───── DATA PROVIDED ─────
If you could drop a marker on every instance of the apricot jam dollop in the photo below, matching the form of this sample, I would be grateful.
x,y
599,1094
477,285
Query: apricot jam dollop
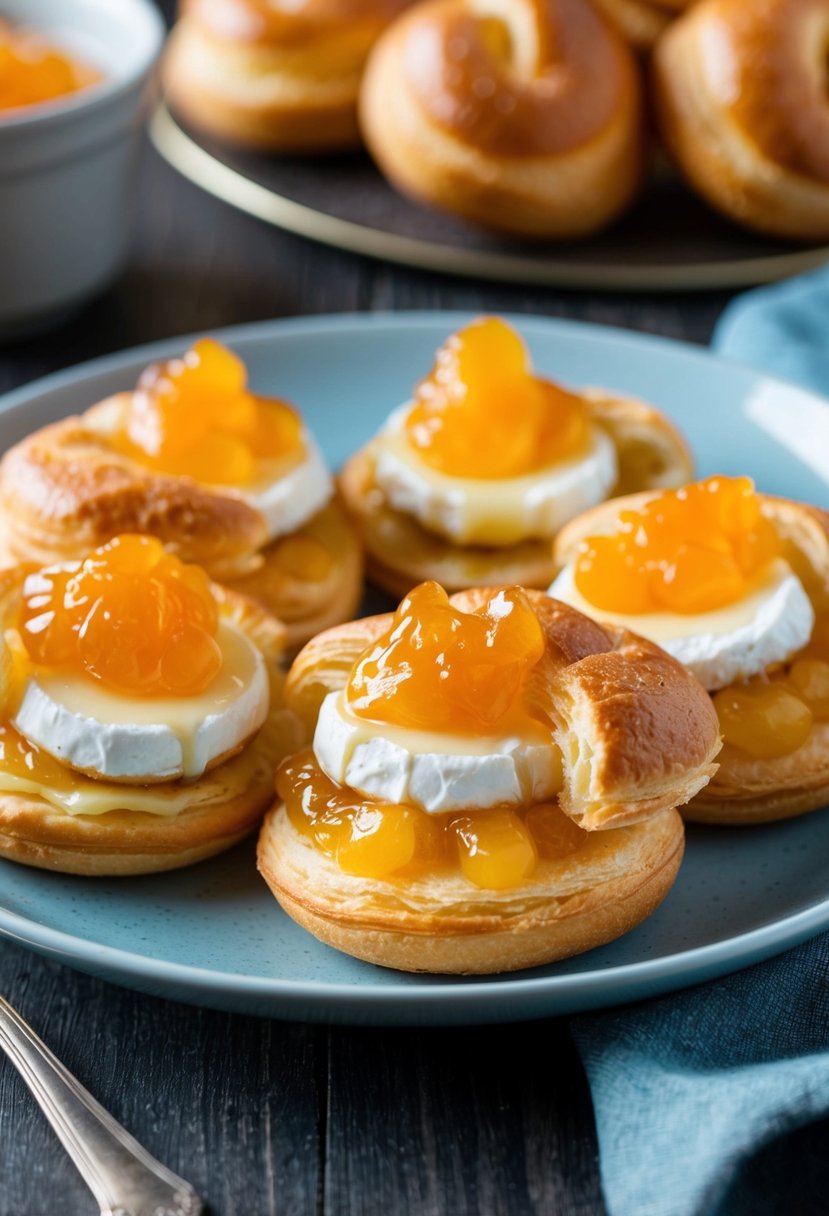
x,y
483,414
494,849
441,669
195,417
773,714
691,551
33,72
130,615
─────
TASK OBJECTIVE → Quote the records above word for word, omitting the pictures.

EXERCISE RESULT →
If you could drop a marker on every instance of the apricot jam dollop in the photo below, matching the form of this sample, I would be grateful.
x,y
599,1094
477,285
Query: apricot jam dollop
x,y
483,414
494,849
441,669
195,417
773,714
691,551
33,72
130,615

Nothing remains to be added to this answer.